* [Assignment]
Once you find the line with "<point>606,347</point>" in the data that follows, repeat it and every line after it exactly, through the line with "Target: power line".

[Referring expression pointing data]
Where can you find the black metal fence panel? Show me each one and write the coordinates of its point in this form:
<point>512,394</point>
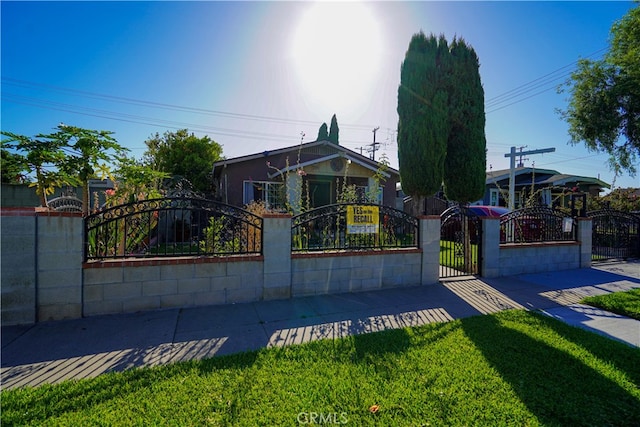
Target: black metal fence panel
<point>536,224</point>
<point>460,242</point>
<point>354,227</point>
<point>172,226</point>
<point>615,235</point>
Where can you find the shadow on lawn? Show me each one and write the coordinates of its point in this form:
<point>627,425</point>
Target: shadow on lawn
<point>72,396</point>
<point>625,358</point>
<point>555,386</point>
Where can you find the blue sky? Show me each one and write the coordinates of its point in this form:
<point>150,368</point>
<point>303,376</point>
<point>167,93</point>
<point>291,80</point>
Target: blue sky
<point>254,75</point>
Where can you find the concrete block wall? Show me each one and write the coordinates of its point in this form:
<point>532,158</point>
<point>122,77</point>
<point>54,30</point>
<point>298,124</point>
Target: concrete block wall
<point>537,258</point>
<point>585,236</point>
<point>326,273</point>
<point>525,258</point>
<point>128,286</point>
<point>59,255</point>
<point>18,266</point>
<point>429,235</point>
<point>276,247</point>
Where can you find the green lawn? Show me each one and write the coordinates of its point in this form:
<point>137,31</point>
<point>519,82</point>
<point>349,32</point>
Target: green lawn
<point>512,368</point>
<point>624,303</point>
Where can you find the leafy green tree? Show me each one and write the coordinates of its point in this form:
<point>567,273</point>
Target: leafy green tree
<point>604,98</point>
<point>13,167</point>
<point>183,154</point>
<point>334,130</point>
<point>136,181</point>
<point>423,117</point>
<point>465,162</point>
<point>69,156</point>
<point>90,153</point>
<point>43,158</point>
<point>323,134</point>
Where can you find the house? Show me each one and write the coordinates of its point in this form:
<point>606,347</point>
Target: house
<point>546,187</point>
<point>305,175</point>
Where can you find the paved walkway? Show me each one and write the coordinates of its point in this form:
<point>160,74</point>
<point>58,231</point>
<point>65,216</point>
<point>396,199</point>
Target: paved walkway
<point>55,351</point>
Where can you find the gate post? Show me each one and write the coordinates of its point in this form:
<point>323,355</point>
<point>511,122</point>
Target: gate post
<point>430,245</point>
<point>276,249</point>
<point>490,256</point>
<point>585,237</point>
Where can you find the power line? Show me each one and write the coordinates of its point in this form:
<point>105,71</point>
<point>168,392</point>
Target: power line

---

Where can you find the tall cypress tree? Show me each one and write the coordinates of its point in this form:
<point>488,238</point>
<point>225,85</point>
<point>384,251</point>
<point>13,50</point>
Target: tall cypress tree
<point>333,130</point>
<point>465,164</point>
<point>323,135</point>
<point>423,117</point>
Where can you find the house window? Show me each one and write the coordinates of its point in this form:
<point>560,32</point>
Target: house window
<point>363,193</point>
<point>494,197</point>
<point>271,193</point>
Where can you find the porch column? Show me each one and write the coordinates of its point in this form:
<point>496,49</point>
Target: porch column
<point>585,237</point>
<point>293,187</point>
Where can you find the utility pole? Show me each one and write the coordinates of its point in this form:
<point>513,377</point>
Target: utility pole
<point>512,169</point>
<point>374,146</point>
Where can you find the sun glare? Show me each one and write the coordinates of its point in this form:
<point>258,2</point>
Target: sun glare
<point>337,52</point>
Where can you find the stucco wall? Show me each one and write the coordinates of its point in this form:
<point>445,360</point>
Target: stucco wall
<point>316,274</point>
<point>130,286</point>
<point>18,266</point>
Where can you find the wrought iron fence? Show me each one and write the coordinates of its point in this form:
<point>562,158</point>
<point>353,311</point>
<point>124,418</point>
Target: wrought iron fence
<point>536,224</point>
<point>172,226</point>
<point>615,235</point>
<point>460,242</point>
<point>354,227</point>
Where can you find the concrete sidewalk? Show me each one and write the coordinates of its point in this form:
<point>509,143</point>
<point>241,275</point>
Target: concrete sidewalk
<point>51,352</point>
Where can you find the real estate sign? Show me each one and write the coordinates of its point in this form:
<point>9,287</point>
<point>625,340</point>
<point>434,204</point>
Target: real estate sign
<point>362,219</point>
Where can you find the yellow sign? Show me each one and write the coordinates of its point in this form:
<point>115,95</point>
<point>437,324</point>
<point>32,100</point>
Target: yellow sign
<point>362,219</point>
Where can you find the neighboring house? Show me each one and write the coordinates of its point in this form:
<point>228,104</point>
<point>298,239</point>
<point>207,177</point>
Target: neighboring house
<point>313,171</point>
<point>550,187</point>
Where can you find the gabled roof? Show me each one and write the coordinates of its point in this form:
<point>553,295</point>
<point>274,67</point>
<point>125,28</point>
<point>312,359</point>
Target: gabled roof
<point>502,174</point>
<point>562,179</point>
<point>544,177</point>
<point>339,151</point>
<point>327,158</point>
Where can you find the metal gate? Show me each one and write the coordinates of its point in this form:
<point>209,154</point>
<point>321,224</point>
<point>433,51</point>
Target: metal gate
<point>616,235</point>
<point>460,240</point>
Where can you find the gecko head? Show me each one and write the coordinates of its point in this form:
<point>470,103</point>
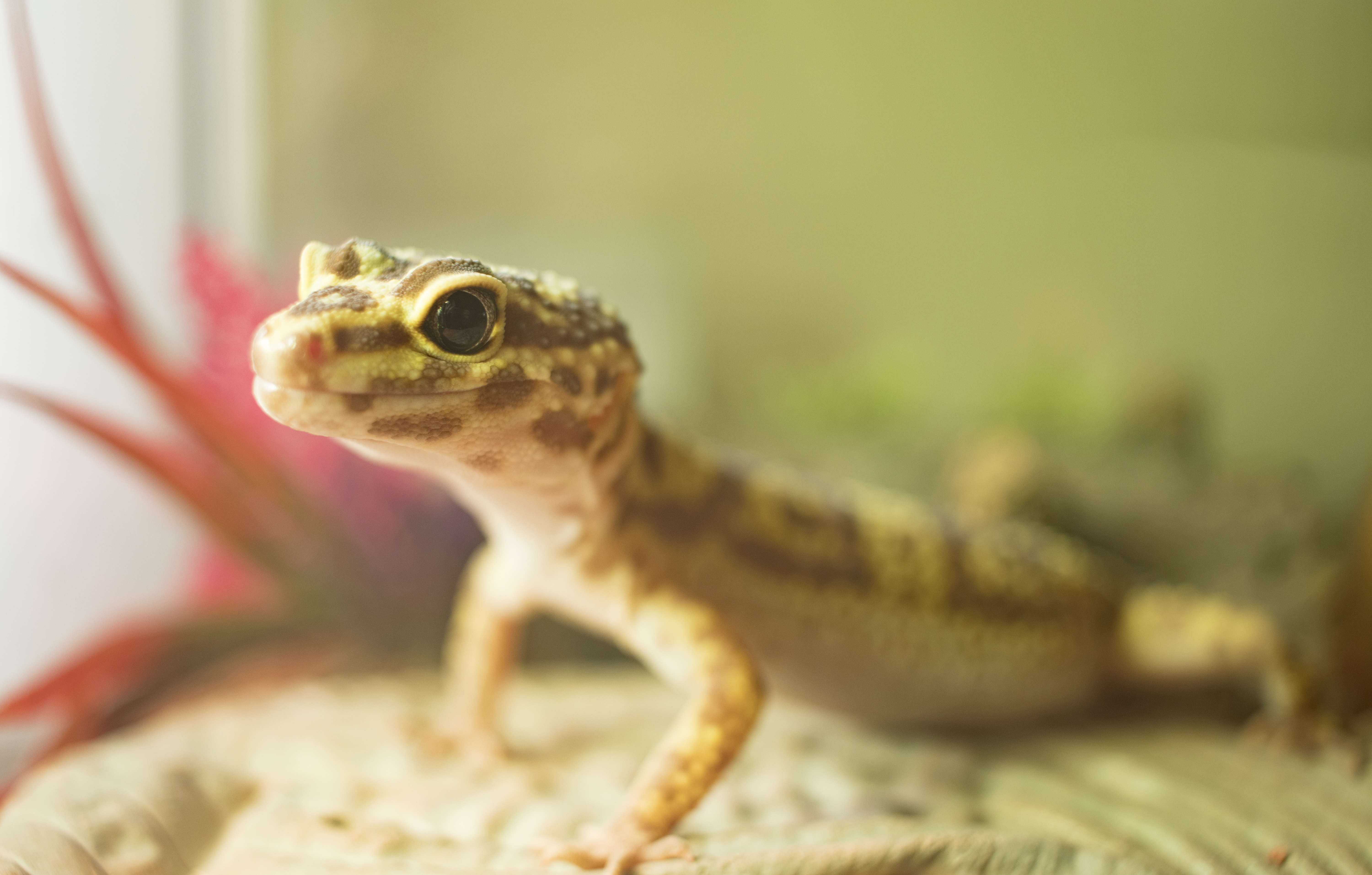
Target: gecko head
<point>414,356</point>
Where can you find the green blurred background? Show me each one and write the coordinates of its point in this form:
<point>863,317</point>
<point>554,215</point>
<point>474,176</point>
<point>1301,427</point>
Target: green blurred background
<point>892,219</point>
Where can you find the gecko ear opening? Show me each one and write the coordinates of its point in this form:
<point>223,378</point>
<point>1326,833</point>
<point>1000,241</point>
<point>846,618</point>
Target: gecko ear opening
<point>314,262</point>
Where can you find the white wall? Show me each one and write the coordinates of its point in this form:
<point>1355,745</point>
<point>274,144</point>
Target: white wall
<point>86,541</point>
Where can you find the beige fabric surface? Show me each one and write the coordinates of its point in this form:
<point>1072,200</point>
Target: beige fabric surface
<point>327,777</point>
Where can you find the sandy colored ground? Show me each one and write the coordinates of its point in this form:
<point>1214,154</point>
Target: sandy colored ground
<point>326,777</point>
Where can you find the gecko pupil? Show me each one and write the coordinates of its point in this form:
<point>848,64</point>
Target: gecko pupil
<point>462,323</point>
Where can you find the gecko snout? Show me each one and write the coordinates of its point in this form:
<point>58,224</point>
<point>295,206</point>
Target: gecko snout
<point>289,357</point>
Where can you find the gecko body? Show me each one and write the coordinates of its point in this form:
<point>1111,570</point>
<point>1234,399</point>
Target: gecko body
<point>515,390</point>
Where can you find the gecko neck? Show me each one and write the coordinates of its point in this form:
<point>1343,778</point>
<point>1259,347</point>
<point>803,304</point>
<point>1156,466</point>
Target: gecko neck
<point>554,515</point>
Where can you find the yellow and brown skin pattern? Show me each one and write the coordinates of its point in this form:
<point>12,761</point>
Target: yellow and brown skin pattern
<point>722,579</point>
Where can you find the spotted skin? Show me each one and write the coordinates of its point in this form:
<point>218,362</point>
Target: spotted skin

* [Response to this task]
<point>606,347</point>
Target: house
<point>546,187</point>
<point>305,175</point>
Where can you find the paved walkway? Show me each one and write the coordinates of its point in this form:
<point>160,74</point>
<point>58,231</point>
<point>65,216</point>
<point>396,199</point>
Target: paved walkway
<point>55,351</point>
Where can you find the gate post? Show me each one and write the coordinates of its point in this form:
<point>323,355</point>
<point>511,122</point>
Target: gate post
<point>430,245</point>
<point>276,249</point>
<point>490,256</point>
<point>585,237</point>
Where can you find the power line? Show me each one and write the coordinates of its point in this form:
<point>105,71</point>
<point>168,392</point>
Target: power line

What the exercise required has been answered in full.